─── ИСХОДНЫЙ ЛИСТИНГ
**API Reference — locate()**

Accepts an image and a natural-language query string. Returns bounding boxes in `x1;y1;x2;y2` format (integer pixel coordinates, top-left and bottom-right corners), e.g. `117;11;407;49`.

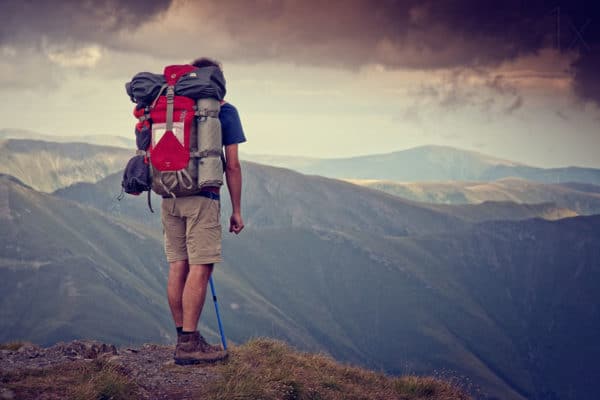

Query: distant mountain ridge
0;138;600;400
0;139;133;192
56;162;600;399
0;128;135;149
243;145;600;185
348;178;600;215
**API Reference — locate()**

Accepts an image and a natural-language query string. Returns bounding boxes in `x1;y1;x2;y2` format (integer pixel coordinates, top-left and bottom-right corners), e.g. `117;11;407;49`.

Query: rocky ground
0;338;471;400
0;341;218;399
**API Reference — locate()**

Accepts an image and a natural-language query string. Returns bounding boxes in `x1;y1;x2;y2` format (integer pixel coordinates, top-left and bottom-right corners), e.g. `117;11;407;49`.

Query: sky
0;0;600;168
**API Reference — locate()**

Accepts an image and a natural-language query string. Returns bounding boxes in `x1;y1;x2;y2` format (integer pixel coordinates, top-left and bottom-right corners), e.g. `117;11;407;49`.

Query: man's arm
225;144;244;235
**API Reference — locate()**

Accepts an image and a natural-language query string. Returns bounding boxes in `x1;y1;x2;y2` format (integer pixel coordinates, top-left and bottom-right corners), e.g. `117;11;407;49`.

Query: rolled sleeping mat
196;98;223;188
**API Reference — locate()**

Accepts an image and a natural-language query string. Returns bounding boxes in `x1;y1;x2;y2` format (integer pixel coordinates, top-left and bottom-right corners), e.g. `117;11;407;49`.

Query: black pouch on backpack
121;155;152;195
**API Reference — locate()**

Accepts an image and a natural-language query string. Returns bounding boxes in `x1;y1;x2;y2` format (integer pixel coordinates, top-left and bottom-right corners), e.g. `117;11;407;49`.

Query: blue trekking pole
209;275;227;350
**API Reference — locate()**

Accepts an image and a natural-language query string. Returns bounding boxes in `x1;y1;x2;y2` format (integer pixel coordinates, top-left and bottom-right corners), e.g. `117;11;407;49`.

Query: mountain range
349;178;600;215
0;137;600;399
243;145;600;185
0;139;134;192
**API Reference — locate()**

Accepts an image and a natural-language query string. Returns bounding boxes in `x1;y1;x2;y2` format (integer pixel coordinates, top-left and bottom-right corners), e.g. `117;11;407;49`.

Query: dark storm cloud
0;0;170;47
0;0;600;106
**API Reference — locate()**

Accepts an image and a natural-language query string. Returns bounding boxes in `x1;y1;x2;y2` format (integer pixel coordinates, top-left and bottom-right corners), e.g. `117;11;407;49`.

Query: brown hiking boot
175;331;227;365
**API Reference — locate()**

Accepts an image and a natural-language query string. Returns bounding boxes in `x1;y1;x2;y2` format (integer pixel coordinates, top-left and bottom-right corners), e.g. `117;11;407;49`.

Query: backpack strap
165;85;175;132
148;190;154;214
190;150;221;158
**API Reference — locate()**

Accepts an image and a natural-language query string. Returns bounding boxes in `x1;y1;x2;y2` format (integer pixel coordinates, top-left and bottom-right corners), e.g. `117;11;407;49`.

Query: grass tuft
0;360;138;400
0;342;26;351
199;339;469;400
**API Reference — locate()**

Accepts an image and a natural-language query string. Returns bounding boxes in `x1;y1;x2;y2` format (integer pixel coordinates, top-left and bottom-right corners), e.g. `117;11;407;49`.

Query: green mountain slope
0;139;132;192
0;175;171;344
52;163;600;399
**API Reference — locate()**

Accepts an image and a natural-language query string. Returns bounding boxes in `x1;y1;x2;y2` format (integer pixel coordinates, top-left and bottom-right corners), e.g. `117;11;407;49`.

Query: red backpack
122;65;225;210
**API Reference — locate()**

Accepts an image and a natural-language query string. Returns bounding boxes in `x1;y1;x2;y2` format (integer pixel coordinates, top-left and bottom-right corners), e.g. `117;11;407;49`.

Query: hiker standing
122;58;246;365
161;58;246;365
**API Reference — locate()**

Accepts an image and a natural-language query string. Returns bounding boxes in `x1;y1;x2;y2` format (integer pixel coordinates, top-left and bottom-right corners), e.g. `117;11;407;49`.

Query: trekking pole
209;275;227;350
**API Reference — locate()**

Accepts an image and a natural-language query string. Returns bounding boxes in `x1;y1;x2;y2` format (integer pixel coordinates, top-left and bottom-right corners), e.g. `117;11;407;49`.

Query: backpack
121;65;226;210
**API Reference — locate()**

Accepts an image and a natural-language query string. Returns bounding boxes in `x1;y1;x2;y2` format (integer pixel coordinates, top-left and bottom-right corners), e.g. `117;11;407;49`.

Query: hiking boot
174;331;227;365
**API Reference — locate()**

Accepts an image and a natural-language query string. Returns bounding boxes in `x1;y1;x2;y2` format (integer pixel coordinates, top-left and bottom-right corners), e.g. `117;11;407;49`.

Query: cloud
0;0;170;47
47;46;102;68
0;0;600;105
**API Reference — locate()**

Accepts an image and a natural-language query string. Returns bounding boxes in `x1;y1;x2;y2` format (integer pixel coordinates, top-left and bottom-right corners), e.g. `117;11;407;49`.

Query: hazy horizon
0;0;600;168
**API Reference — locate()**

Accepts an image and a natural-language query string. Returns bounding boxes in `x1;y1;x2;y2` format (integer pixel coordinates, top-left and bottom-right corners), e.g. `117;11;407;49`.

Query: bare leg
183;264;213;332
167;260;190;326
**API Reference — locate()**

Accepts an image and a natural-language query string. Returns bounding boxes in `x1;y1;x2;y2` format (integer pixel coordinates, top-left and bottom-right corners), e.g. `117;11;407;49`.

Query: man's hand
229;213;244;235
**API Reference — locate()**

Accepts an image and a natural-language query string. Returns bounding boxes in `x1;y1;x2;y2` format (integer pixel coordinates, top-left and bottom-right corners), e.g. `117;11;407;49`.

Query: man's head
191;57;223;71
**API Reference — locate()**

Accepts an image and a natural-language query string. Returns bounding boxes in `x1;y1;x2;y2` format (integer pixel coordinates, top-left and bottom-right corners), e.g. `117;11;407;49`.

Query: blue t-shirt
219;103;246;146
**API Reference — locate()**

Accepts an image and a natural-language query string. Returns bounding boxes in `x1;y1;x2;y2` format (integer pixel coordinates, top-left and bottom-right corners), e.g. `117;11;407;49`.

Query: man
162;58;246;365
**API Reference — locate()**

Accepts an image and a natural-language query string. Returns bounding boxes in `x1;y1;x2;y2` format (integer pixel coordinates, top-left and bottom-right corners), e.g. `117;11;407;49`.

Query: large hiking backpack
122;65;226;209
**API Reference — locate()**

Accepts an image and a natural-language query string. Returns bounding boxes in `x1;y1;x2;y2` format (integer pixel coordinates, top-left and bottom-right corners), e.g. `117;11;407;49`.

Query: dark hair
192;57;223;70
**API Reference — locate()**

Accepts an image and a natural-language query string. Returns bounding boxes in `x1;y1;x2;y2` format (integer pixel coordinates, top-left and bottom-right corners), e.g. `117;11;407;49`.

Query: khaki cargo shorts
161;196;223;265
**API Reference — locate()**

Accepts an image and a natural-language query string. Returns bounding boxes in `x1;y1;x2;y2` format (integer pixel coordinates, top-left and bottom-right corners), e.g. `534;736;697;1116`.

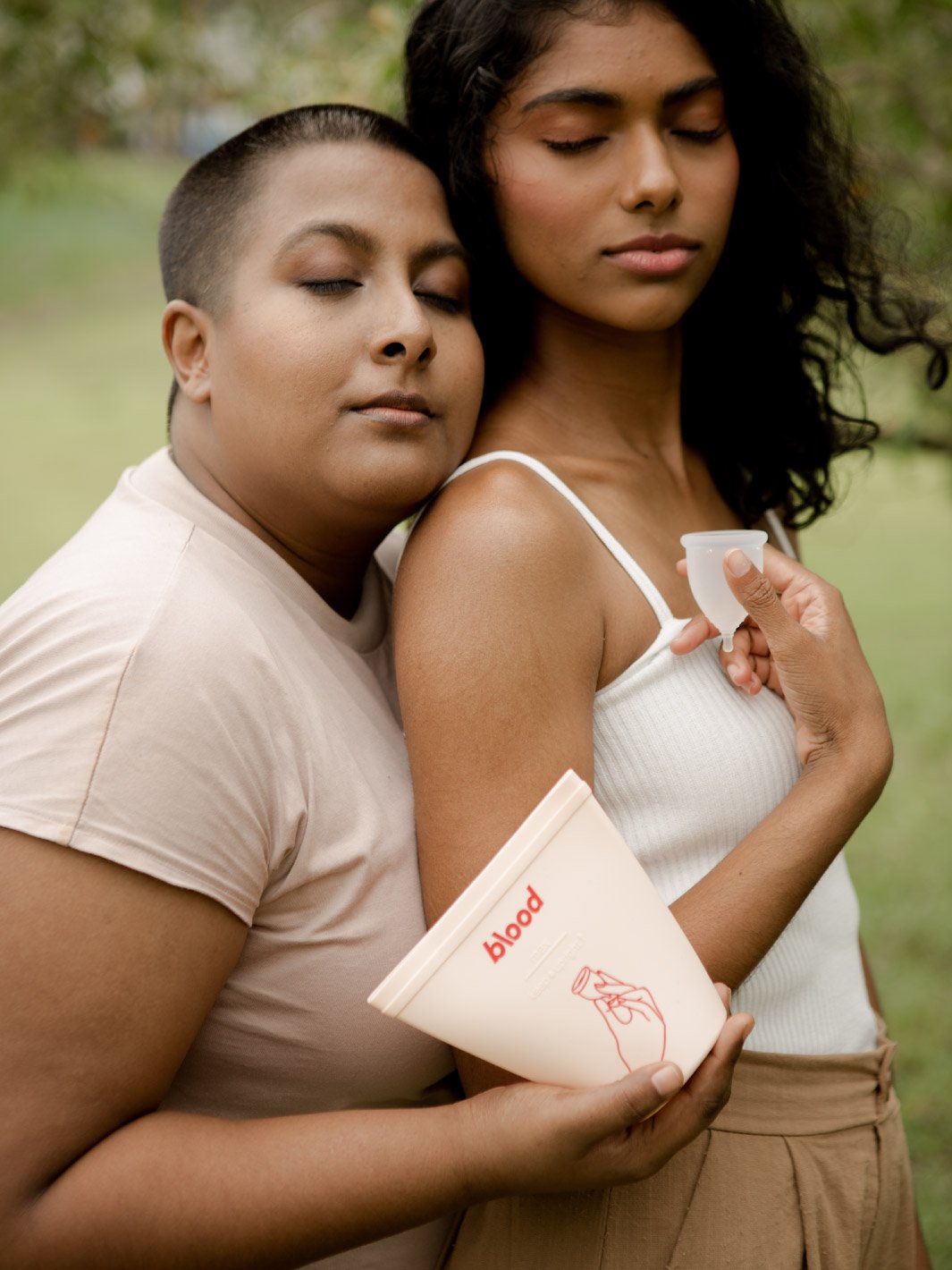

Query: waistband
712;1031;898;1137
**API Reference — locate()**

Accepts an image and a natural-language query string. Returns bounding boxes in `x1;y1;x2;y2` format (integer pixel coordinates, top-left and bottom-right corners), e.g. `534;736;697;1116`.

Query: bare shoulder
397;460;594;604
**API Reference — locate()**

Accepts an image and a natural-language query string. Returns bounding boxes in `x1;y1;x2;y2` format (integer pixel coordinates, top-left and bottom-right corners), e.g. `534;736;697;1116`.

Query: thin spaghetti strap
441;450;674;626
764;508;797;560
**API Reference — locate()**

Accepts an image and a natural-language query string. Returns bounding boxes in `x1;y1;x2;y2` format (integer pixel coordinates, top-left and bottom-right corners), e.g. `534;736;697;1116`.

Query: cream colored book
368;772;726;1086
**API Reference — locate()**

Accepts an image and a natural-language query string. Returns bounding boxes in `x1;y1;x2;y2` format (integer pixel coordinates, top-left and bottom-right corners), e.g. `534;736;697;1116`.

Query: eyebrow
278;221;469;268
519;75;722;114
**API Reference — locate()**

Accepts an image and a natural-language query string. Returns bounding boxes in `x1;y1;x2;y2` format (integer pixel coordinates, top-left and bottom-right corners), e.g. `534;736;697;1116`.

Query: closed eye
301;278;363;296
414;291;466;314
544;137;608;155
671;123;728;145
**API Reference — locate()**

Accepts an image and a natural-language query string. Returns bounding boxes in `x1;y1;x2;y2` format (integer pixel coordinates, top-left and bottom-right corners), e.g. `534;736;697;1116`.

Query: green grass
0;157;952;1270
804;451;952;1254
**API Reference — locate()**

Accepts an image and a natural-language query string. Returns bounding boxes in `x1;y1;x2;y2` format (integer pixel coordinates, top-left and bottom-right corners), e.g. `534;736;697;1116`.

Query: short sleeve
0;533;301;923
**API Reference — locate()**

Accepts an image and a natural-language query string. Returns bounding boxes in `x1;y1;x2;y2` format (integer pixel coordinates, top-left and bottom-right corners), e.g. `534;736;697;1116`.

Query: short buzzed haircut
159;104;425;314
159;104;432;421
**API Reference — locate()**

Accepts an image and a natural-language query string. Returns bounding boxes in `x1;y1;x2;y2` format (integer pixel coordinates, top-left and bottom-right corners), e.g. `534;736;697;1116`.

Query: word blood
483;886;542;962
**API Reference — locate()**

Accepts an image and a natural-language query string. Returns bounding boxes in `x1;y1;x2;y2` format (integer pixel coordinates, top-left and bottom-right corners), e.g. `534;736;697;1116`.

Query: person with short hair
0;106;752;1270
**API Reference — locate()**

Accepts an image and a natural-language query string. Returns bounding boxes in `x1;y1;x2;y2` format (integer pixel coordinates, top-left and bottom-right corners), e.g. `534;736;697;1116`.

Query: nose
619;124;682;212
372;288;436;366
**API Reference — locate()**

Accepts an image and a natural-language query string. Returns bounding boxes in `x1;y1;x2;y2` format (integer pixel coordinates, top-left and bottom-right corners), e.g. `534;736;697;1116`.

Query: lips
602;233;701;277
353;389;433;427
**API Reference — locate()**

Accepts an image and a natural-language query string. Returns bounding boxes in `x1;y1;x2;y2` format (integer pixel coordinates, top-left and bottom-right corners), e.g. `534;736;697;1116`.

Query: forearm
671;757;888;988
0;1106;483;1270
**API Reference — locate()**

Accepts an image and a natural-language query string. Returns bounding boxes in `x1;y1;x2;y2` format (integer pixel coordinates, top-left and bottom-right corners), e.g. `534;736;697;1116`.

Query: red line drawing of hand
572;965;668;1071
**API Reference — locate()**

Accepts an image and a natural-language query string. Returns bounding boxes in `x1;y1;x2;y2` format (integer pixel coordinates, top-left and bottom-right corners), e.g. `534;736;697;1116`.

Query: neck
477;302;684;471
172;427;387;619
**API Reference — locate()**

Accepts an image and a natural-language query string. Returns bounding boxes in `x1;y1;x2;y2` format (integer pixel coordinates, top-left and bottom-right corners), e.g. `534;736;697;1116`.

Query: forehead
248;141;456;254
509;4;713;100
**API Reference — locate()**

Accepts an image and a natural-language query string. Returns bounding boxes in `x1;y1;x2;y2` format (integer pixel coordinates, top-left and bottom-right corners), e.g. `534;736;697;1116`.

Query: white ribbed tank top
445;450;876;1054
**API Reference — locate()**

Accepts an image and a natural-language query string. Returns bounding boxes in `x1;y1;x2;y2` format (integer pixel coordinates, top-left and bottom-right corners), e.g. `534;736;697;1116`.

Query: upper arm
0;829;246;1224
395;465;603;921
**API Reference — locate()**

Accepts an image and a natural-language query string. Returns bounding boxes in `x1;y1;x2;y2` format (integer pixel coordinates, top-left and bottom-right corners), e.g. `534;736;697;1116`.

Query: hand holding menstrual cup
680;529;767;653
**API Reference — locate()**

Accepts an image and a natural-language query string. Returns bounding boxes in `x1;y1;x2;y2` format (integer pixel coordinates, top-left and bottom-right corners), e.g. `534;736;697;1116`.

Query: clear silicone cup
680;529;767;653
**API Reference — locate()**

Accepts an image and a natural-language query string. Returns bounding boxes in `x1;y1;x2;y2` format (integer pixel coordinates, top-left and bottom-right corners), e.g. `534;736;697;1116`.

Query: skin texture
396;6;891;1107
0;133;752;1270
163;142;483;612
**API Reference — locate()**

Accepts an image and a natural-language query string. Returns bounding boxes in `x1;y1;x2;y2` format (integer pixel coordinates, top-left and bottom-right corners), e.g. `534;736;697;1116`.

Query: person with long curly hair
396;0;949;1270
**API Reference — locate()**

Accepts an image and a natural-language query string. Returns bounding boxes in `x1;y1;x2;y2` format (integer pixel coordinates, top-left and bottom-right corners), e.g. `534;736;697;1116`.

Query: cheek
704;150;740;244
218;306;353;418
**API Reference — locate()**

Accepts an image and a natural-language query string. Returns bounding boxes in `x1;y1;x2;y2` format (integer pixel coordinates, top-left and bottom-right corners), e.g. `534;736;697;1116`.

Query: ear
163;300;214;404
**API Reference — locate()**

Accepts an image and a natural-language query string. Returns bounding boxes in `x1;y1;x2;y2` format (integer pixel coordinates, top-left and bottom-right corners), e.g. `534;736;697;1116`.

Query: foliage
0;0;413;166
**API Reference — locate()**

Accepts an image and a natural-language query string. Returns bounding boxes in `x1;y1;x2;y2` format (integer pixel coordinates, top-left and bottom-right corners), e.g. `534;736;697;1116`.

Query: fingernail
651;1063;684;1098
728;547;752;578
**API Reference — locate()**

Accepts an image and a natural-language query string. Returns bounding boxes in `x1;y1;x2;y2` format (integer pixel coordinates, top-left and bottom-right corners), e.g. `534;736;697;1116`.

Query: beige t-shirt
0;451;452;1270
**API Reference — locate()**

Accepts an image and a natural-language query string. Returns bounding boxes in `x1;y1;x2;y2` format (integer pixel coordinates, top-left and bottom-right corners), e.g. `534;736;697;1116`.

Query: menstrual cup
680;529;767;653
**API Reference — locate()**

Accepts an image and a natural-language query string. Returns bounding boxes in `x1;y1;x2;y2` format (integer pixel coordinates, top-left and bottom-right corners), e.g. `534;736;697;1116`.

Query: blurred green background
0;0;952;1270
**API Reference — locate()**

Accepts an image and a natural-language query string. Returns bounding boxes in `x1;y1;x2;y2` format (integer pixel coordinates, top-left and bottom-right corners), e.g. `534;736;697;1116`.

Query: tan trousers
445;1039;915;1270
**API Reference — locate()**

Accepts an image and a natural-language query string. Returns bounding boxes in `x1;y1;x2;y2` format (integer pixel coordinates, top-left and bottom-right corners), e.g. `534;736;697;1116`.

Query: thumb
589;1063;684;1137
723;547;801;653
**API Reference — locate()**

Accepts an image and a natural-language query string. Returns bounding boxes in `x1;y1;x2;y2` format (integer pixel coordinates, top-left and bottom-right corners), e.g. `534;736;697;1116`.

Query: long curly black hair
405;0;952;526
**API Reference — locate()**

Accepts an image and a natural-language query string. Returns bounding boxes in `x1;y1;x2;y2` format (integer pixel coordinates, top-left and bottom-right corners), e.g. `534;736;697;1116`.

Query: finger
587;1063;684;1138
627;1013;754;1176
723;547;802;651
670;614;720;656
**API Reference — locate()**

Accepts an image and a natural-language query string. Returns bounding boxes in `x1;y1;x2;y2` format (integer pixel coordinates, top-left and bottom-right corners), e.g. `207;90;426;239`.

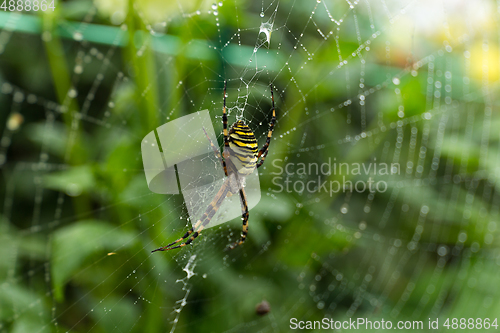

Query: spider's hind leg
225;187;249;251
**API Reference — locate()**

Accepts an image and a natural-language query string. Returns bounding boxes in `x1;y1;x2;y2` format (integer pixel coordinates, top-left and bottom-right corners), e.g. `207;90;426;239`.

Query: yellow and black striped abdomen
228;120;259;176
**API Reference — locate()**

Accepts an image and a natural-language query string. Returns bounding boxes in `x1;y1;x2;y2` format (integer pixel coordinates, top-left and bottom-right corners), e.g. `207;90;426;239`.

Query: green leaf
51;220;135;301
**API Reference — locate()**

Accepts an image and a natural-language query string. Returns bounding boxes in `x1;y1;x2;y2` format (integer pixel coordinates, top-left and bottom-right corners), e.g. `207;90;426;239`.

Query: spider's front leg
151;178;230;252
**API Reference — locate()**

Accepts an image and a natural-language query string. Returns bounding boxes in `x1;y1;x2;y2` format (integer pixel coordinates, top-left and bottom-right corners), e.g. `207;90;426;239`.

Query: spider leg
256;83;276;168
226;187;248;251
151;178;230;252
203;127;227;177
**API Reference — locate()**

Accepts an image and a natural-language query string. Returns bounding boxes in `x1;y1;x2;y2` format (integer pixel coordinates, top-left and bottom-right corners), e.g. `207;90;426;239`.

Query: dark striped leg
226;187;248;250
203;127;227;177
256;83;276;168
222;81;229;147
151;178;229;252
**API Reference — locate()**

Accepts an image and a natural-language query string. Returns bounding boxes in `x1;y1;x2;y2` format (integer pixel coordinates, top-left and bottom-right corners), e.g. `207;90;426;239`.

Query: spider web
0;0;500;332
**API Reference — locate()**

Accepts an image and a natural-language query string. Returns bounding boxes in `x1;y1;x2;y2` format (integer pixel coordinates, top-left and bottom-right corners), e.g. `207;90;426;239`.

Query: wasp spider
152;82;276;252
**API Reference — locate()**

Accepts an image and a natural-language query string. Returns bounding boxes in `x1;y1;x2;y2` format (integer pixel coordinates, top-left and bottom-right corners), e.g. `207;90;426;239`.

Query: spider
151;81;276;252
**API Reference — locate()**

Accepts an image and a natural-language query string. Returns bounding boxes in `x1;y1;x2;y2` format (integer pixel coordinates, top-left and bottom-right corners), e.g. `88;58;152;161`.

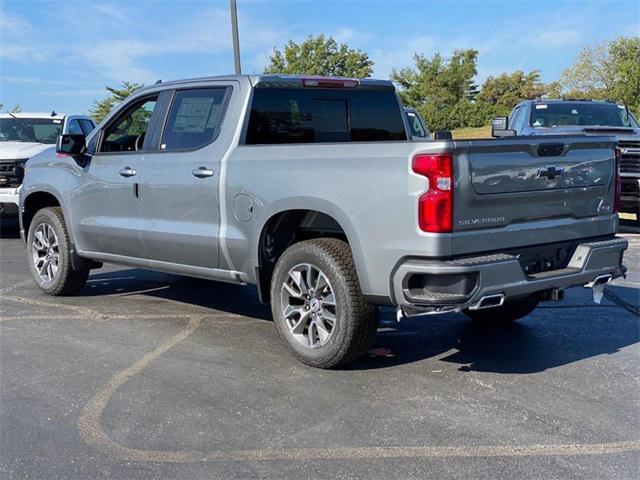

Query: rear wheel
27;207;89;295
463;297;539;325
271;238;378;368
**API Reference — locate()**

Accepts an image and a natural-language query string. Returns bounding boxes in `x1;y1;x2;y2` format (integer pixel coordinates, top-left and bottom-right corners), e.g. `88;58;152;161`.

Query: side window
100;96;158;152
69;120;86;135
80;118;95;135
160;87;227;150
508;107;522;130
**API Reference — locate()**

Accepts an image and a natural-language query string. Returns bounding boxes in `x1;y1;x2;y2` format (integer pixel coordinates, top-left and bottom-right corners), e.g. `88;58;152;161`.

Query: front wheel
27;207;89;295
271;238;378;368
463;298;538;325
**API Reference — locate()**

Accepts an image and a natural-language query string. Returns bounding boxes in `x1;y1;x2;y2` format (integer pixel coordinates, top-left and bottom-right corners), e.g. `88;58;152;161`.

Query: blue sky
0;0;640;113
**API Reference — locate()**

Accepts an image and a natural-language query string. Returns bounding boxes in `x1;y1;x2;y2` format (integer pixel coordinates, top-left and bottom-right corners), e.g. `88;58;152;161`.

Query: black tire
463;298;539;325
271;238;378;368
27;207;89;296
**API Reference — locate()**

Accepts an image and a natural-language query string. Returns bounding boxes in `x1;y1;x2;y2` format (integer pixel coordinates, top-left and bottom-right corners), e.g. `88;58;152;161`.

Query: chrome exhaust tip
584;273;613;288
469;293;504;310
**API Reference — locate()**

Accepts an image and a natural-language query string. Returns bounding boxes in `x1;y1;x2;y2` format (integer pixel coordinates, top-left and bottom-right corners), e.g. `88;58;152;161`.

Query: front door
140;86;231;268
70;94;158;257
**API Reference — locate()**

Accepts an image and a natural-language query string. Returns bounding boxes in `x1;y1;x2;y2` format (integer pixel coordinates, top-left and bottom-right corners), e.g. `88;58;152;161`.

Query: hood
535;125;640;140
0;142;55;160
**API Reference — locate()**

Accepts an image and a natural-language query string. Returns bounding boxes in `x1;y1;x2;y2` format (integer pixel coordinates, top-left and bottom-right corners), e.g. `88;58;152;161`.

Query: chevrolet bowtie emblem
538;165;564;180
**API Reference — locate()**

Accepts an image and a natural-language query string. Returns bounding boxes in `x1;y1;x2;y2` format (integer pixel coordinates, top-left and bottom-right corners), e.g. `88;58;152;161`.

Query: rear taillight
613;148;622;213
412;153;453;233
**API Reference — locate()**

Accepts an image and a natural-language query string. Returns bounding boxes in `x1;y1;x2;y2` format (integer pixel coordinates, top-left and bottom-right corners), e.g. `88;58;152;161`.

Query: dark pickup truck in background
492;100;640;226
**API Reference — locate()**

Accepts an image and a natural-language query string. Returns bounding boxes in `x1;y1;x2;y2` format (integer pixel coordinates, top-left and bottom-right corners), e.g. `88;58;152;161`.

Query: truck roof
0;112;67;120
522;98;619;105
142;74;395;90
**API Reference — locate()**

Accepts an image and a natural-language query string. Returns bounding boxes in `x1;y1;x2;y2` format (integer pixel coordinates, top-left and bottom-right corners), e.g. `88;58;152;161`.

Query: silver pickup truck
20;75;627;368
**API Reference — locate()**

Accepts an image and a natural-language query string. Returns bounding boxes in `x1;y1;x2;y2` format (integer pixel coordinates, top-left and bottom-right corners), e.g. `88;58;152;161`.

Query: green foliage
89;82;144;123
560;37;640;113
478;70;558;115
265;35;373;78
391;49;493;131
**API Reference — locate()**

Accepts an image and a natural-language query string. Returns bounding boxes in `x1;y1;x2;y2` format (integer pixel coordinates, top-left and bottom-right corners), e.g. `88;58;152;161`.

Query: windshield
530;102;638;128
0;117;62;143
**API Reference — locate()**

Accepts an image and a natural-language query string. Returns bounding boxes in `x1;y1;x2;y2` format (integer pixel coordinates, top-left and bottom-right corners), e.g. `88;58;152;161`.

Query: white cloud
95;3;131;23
──────
УСЛОВИЕ ЗАДАНИЯ -
Выберите в листинге выше все строки, содержащие слово «with», и выпишите их; регистр букв учитывается.

ПРАВИЛЬНЫЙ ОТВЕТ -
Query: person with short hair
Query: person with long curly hair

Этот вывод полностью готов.